--- begin Data for this task ---

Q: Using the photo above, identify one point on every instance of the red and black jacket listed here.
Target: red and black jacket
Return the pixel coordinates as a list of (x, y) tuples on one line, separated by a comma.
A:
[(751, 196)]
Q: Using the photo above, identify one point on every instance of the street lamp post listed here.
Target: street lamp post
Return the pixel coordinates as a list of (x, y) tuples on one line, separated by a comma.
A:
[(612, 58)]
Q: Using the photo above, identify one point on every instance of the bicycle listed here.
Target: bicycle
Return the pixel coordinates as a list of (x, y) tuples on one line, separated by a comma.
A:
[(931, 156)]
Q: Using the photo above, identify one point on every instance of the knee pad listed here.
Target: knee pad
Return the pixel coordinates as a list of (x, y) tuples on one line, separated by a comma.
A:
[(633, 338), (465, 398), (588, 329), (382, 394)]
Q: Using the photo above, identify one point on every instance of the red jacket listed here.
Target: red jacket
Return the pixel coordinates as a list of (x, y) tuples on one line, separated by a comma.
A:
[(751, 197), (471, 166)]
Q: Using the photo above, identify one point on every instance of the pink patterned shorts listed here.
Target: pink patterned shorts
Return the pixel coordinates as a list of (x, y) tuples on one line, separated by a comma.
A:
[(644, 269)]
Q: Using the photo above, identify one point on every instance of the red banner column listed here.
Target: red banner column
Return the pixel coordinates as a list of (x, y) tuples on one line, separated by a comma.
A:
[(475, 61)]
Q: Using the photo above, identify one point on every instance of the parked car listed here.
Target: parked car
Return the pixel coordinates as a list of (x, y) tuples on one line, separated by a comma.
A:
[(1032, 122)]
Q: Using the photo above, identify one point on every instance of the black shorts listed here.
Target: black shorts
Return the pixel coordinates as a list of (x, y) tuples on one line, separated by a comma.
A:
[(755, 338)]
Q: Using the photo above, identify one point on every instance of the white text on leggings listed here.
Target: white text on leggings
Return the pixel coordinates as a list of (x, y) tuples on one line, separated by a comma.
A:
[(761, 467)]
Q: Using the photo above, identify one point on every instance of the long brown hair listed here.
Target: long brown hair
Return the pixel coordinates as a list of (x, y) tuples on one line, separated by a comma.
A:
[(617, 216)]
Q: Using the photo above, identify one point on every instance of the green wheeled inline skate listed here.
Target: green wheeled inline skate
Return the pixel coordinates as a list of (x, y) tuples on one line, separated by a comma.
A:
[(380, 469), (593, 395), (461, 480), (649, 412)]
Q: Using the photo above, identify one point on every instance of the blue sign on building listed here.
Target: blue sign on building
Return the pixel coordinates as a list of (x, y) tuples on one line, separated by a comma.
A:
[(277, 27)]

--- end Data for this task ---

### [Exercise]
Rewrite every line of the listing above, from its start through the line containing "[(633, 338), (465, 398), (588, 329), (382, 394)]", inclusive. Increase each coordinate value in the answers by 130 and keep all other text the same.

### [Written reply]
Q: Using the photo above, identify one point on every instance of the red and black jacket listed here.
Target: red and black jacket
Return the pixel coordinates as a list of (x, y) tuples on one line, separated by a comma.
A:
[(881, 326)]
Q: Using the photo above, identify one point on every instance of the street lamp post listed here.
Target: street lamp post
Return the pixel coordinates as a list of (x, y) tuples on one line, separated by a comma.
A:
[(742, 188)]
Q: Using the photo above, identify one point on every instance of the bicycle listed here.
Target: bicycle
Return the pixel coordinates as a list of (x, y) tuples on one line, separated by a comma.
A:
[(1061, 286)]
Q: Using the photo above, identify one point on every instance of the knee pad listed here.
Target: knee pad
Return the pixel coordinates as a list of (x, y) tuples on one line, separated by a comma.
A:
[(763, 468), (595, 528), (718, 459), (512, 524)]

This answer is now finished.